■ **RECORD EXCERPTS**:
—————

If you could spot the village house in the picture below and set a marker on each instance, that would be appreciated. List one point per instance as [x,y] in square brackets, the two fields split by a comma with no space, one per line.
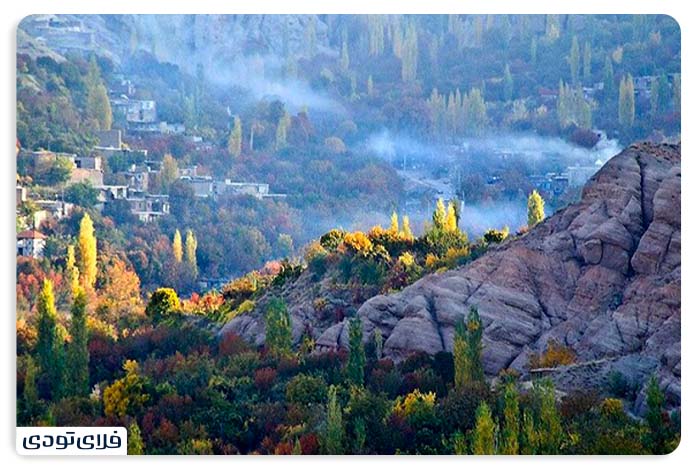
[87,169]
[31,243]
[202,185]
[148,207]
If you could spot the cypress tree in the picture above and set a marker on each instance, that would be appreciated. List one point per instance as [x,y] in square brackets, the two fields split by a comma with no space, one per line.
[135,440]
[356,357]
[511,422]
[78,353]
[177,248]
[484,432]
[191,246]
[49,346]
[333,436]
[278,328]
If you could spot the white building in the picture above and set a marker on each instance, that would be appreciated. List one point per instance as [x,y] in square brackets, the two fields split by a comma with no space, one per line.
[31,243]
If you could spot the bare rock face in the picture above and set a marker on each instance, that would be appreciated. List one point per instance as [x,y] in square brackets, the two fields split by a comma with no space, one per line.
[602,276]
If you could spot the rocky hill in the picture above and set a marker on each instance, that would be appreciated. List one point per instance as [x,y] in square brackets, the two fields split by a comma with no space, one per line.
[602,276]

—————

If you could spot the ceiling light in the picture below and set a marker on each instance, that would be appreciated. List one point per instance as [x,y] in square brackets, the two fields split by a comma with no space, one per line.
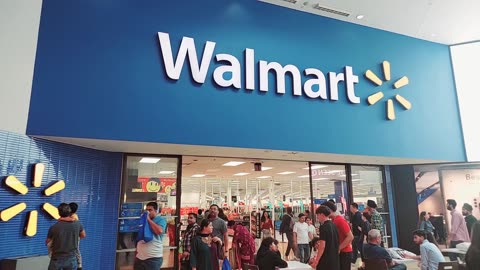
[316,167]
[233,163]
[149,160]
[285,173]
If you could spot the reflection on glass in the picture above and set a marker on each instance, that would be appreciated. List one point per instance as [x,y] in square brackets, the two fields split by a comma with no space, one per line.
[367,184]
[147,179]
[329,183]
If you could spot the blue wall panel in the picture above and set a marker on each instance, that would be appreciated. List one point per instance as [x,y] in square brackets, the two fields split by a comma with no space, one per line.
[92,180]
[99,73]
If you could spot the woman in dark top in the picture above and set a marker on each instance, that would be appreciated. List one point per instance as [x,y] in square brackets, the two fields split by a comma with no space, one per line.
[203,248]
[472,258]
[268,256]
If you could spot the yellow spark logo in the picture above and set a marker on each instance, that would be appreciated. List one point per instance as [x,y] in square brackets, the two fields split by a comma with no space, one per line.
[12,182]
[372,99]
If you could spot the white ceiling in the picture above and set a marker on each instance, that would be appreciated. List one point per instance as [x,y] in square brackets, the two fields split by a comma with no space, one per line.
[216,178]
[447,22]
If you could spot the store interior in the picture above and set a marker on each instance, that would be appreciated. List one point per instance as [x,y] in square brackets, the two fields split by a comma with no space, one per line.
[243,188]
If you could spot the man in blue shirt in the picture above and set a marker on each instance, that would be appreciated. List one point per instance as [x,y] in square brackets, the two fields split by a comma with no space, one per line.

—————

■ **AIM OF THE TASK**: From the data above, output only the lines between the line containing "If you could spot the store" and the line containing "If you could spot the man", inclusive, exactly as written.

■ **RESPONSE FOR THIS EXERCISE**:
If you could spot the store interior in the picture above and set a marker on each instance, that would be appreciated. List one point per instance as [x,y] in square brackets, the two fields split by a comma with no space, one per line.
[243,188]
If you could spot the man in blue shirt in the picture above and set a marker on each instance, that would be appreciated. List one point per instance as [x,y] in square brackets, the two fields split by a comma with no space, one per line.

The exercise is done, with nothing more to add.